Task instructions
A faithful copy of the data, pictures omitted, is the required answer.

Data for analysis

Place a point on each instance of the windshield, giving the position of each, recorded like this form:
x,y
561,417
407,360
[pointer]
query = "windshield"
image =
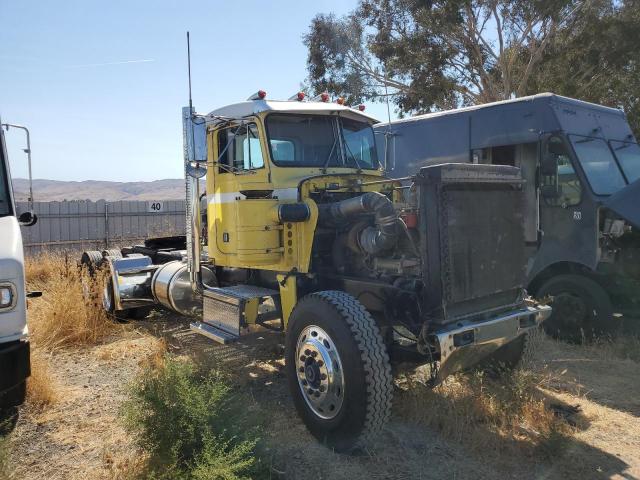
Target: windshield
x,y
628,155
598,164
320,141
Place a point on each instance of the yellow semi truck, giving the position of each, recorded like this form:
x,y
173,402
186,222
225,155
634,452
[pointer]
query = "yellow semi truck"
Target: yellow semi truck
x,y
302,233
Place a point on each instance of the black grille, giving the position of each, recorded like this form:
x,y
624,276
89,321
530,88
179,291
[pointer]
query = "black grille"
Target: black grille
x,y
472,236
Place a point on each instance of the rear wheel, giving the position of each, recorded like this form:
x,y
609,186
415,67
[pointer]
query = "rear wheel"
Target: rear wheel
x,y
91,260
338,369
581,308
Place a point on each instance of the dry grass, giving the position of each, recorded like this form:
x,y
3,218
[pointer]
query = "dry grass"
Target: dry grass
x,y
69,312
42,388
506,415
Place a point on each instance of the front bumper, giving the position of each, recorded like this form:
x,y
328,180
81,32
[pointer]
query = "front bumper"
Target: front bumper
x,y
466,343
15,367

Answer space
Place a point on each instance of the windshield, giving the position of each, recorded like this form:
x,y
561,417
407,360
[pointer]
query = "windshield"
image =
Target: windshield
x,y
628,155
598,164
320,141
Place a point on each instance of the yellow semi truck, giving the position of each, recorded like this form:
x,y
173,402
186,222
225,155
634,452
[pointer]
query = "yellow semi truck"
Target: yellow semi truck
x,y
302,233
Place a point on each instance of the black grille, giving the position of each, recorded like this form:
x,y
624,276
89,321
530,88
179,291
[pointer]
query = "black grille"
Target: black grille
x,y
472,236
Place a point on each instance of the rear wheel, giving the position of each, recorded like this form:
x,y
609,186
415,67
[pointer]
query = "rear wheel"
Target: rear wheel
x,y
91,260
338,369
581,308
Place a point on each instance of the dry grass, giving the position of each, recorded like this form:
x,y
3,218
[pointer]
query = "dry grass"
Target: dry grass
x,y
69,312
42,388
506,415
Place a point on each instance of the front bumper, giving the position of each, recorded like this form:
x,y
328,180
81,32
[pointer]
query = "front bumper"
Target: front bumper
x,y
466,343
15,367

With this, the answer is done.